▶ Collected data:
▬▬▬▬▬▬▬▬▬▬

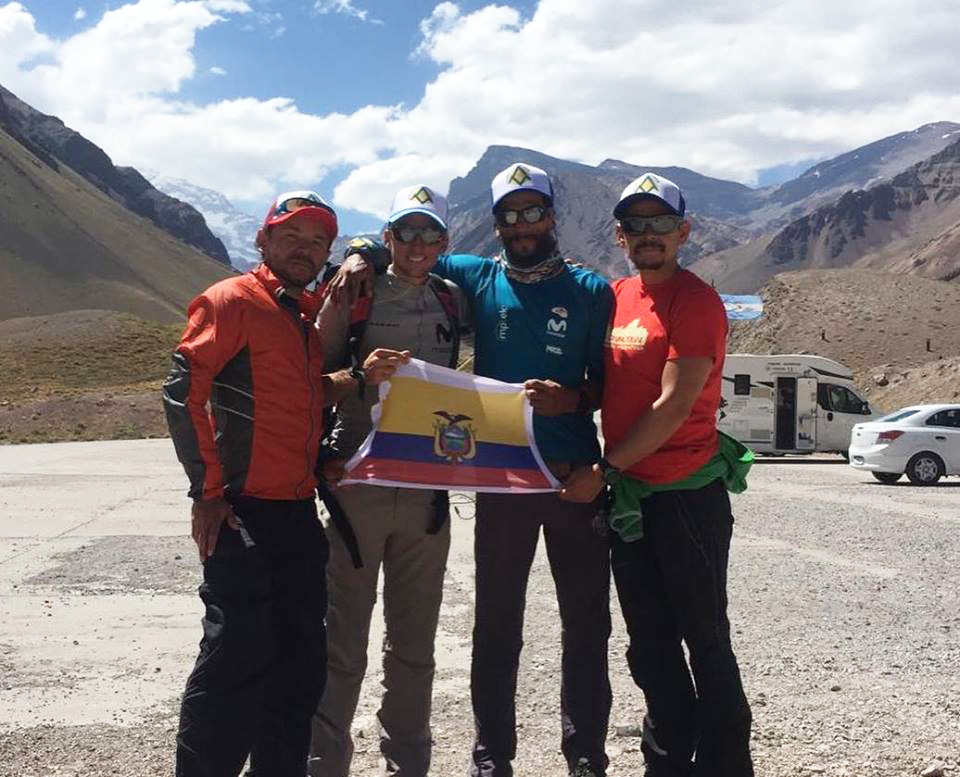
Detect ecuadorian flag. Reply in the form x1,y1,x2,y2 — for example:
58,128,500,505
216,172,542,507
342,359,559,492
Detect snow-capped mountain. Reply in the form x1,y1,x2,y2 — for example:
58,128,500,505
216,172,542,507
144,172,261,271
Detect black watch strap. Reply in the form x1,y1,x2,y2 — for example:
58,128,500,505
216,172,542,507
349,364,366,400
598,457,621,484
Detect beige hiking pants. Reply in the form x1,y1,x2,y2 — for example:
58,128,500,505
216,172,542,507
308,483,451,777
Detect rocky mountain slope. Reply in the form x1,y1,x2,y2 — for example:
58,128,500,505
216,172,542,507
0,122,231,322
692,138,960,292
0,84,229,266
145,172,261,271
757,121,960,225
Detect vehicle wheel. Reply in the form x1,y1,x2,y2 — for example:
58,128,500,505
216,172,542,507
905,452,945,485
840,450,850,462
871,472,901,484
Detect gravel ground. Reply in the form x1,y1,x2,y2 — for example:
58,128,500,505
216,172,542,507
2,455,958,777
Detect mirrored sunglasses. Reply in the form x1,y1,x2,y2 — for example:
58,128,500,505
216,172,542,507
391,224,446,245
273,196,333,218
495,204,548,227
619,214,684,236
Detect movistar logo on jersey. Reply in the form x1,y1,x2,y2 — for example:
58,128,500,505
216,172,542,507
412,187,433,204
636,175,659,194
509,165,532,186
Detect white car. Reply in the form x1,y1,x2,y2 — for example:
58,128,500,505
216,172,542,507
848,404,960,485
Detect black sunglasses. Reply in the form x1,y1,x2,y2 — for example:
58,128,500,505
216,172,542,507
619,214,684,236
495,204,549,227
391,224,447,245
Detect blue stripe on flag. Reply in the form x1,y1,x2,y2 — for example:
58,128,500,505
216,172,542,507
368,431,541,469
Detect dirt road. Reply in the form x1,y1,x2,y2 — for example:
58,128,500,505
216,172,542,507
1,441,957,776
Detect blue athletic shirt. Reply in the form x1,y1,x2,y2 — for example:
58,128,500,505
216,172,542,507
435,254,613,465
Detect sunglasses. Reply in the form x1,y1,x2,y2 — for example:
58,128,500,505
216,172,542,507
495,204,549,227
273,195,335,218
619,214,684,236
391,224,447,245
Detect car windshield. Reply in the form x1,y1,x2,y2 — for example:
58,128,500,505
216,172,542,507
876,408,921,423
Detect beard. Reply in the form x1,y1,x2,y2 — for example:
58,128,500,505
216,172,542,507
501,232,557,268
628,240,670,272
266,250,318,290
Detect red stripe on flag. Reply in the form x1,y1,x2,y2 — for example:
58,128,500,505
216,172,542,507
347,458,554,490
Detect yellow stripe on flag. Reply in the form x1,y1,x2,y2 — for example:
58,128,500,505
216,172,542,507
378,376,529,447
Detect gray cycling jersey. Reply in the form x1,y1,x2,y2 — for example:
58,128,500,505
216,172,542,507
318,267,470,459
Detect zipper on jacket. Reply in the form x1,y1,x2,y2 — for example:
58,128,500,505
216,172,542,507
295,316,317,499
277,290,318,500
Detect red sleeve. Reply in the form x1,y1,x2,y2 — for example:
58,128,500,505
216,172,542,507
666,284,728,362
163,286,246,500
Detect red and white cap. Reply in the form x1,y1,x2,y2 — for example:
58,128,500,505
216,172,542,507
262,190,338,240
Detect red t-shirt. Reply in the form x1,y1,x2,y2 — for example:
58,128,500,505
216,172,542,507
602,269,728,484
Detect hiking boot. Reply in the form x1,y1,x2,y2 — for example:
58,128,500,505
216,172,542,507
470,756,512,777
570,757,605,777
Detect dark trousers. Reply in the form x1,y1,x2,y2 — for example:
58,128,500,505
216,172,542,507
176,496,329,777
470,490,612,776
611,479,752,777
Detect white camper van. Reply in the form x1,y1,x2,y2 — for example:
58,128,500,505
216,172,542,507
718,354,876,455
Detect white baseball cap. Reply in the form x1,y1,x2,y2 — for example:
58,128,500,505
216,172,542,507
387,185,448,229
614,172,686,218
490,163,554,211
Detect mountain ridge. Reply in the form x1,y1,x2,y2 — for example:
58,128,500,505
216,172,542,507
691,136,960,291
0,84,230,266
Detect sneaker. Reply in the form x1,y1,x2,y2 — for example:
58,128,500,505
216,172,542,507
570,757,605,777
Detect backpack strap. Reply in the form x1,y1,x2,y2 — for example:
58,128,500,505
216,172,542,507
427,275,461,369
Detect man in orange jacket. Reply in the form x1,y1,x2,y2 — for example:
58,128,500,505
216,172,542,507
163,191,407,777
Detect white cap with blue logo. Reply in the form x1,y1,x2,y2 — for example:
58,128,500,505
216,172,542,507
490,162,554,211
387,185,448,229
614,172,686,218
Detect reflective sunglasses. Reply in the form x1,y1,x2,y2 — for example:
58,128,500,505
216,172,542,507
619,214,684,235
495,204,549,227
273,195,335,218
391,224,447,245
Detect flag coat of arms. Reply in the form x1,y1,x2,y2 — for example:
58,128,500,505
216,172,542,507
341,359,560,492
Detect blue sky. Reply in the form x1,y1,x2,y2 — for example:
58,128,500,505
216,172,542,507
2,1,958,234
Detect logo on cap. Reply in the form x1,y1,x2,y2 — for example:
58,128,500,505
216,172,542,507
509,165,532,186
636,175,659,194
411,187,433,204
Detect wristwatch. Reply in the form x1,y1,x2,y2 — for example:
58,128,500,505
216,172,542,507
349,364,366,400
597,457,622,485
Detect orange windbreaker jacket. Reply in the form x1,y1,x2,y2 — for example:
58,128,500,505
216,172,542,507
163,264,326,501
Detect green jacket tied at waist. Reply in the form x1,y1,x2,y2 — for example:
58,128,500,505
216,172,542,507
609,431,755,542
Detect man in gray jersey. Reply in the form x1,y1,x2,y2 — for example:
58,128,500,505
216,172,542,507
308,185,469,777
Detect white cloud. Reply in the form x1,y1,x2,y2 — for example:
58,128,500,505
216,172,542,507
210,65,226,75
313,0,381,25
0,2,55,83
74,7,87,21
1,0,959,221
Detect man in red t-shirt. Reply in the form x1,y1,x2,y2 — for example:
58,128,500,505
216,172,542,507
561,173,753,777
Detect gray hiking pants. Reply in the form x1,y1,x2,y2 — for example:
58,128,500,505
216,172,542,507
308,483,451,777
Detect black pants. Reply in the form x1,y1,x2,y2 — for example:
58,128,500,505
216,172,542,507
470,490,611,776
176,496,329,777
611,479,753,777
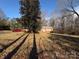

▬▬▬▬▬▬▬▬▬▬

With every picture removed, give the entries above again exactly.

▶ Task result:
Detect ecuadorian flag. Reply in the form x1,y1,x2,y2 — for example:
58,128,500,505
216,172,542,507
342,359,559,492
Detect snow-capped mountain. Reply in the form x1,y1,x2,y2 — for example:
58,128,500,505
216,172,542,507
144,172,261,271
Detect black watch strap. Reply in the form x1,y1,x2,y2 — for example:
58,128,500,505
216,172,542,507
349,364,366,400
598,457,621,484
Detect beige hiking pants. Reply in the form x1,y1,x2,y2 — for example:
58,128,500,505
216,172,542,507
308,483,451,777
Detect rocky mountain slope. Reply in the form x1,y1,x2,y2 — for example:
58,128,500,505
216,172,542,507
0,122,231,322
692,138,960,292
0,84,229,266
145,172,261,271
757,121,960,225
Detect vehicle wheel. Reply in the form x1,y1,x2,y2 — for example:
58,128,500,505
216,172,542,507
905,452,945,485
840,450,850,462
871,472,901,484
Detect gravel ground. Reply in the form x1,y1,x2,y2 — for example:
58,128,500,505
216,172,542,507
2,455,958,777
Detect mirrored sunglasses. Reply in the form x1,y1,x2,y2 — for example:
58,128,500,505
216,172,542,507
391,224,446,245
273,196,333,218
495,204,548,227
619,214,684,236
Detect movistar logo on jersey. Reply in the form x1,y1,x2,y2 — for example:
58,128,500,505
216,172,542,507
412,187,433,204
636,175,659,194
509,165,532,186
Detect white car. Reply in the form x1,y1,x2,y2 — for example:
58,128,500,505
216,172,542,507
848,404,960,485
Detect black sunglasses. Reply in the form x1,y1,x2,y2 — for example:
58,128,500,505
216,172,542,507
619,214,684,236
495,204,549,227
391,224,447,245
Detect blue stripe on flag. Reply in the form x1,y1,x2,y2 — for example:
58,128,500,505
216,172,542,507
368,431,541,469
Detect dirt road. Reply in the form x1,y1,x2,y2 — for example:
58,128,500,505
216,172,542,507
1,441,957,776
Detect blue athletic shirt. Reply in the form x1,y1,x2,y2 — for example:
58,128,500,505
216,172,542,507
435,254,613,465
Detect sunglasses. Reply in the form x1,y1,x2,y2 — for example:
58,128,500,505
216,172,542,507
495,204,549,227
273,195,335,218
619,214,684,236
391,224,447,245
Detect car windshield. Reply in the form x1,y1,x2,y2 — for example:
58,128,500,505
216,172,542,507
876,408,921,423
Detect beard. Reply in the form x1,y1,x2,y2 — for example:
58,128,500,505
216,172,542,507
501,232,557,268
628,240,670,272
266,250,318,290
Detect red stripe on flag. Reply in the form x1,y1,x2,y2 — for example:
58,128,500,505
216,172,542,507
347,458,554,490
Detect yellow stripe on flag. Reply in the form x1,y1,x2,y2 — for example:
58,128,500,505
216,172,542,507
378,376,529,447
Detect gray cycling jersey. Reply in the form x1,y1,x2,y2 — for example:
58,128,500,505
216,172,542,507
318,267,470,459
Detect zipper on jacket. Reply in the form x1,y1,x2,y2 — for example:
58,128,500,505
216,172,542,507
295,316,317,499
277,290,318,500
Detect red sleeve. Reply in the form x1,y1,x2,y2 — for example:
58,128,500,505
216,172,542,507
666,284,728,362
163,286,246,500
Detect red and white cap. Reply in the form x1,y1,x2,y2 — for example:
58,128,500,505
216,172,542,507
262,190,338,240
Detect red t-shirt. Reply in the form x1,y1,x2,y2 — for example:
58,128,500,505
216,172,542,507
602,269,728,484
Detect hiking boot. Reply in the form x1,y1,x2,y2 — for example:
58,128,500,505
216,172,542,507
470,756,512,777
570,757,605,777
Detect dark trousers. Reply in the form x1,y1,x2,y2 — for example:
58,128,500,505
216,172,542,507
176,496,329,777
470,490,612,776
611,479,752,777
Detect white camper van. Reply in the form x1,y1,x2,y2 — for example:
58,128,500,505
216,172,542,507
718,354,876,455
Detect white baseball cap. Reply in the form x1,y1,x2,y2 — for example:
58,128,500,505
216,172,542,507
387,185,448,229
614,172,686,218
490,163,554,211
Detect mountain ridge. Reply in the form x1,y1,x2,y2 — for example:
58,128,500,505
216,172,542,507
691,136,960,291
0,84,230,266
Detect sneaker. Reply in the form x1,y1,x2,y2 — for example:
58,128,500,505
216,172,542,507
570,757,605,777
Detect backpack strap. Reply in the form x1,y1,x2,y2 — for example:
58,128,500,505
216,172,542,507
427,275,461,369
Detect man in orange jacket. Reply in the form x1,y1,x2,y2 — for example:
58,128,500,505
216,172,542,507
163,191,407,777
Detect white cap with blue logo. Reply in the form x1,y1,x2,y2 — for example:
58,128,500,505
216,172,542,507
490,162,554,211
387,185,448,229
614,172,686,218
Detect reflective sunglasses. Reply in the form x1,y1,x2,y2 — for example:
58,128,500,505
216,172,542,507
619,214,684,235
495,204,549,227
273,195,335,218
391,224,447,245
Detect flag coat of arms. Reply in the form x1,y1,x2,y2 — for example:
58,128,500,505
216,172,542,507
341,359,560,492
Detect blue sky. Reply in the form x1,y1,x2,y2 — for example:
58,128,500,505
216,172,542,507
2,1,958,234
Detect logo on cap. Reply in the form x1,y1,x2,y2 — for example:
58,128,500,505
216,172,542,507
509,165,532,186
636,175,659,194
411,187,433,204
Detect wristwatch. Reply in the form x1,y1,x2,y2 — for example:
58,128,500,505
216,172,542,507
349,364,366,400
597,457,622,485
Detect orange windbreaker jacket. Reply in the form x1,y1,x2,y2 — for example:
58,128,500,505
216,172,542,507
163,264,326,501
Detect green jacket tied at waist. Reply in the form x1,y1,x2,y2 — for example:
58,128,500,505
216,172,542,507
609,431,755,542
Detect man in gray jersey. Reply in the form x1,y1,x2,y2 — for example:
58,128,500,505
216,172,542,507
308,185,469,777
Detect white cloud. Reply in the form x1,y1,x2,y2 — for example:
58,128,500,505
216,172,542,507
210,65,226,75
313,0,381,25
0,2,55,83
74,7,87,21
1,0,959,221
Detect man in red t-shirt. Reply in the form x1,y1,x2,y2 — for example:
58,128,500,505
216,172,542,507
561,173,753,777
Detect gray hiking pants. Reply in the form x1,y1,x2,y2 — for example:
58,128,500,505
216,172,542,507
308,483,451,777
Detect black pants. Reply in the form x1,y1,x2,y2 — for example:
58,128,500,505
216,172,542,507
470,490,611,776
176,496,329,777
611,479,753,777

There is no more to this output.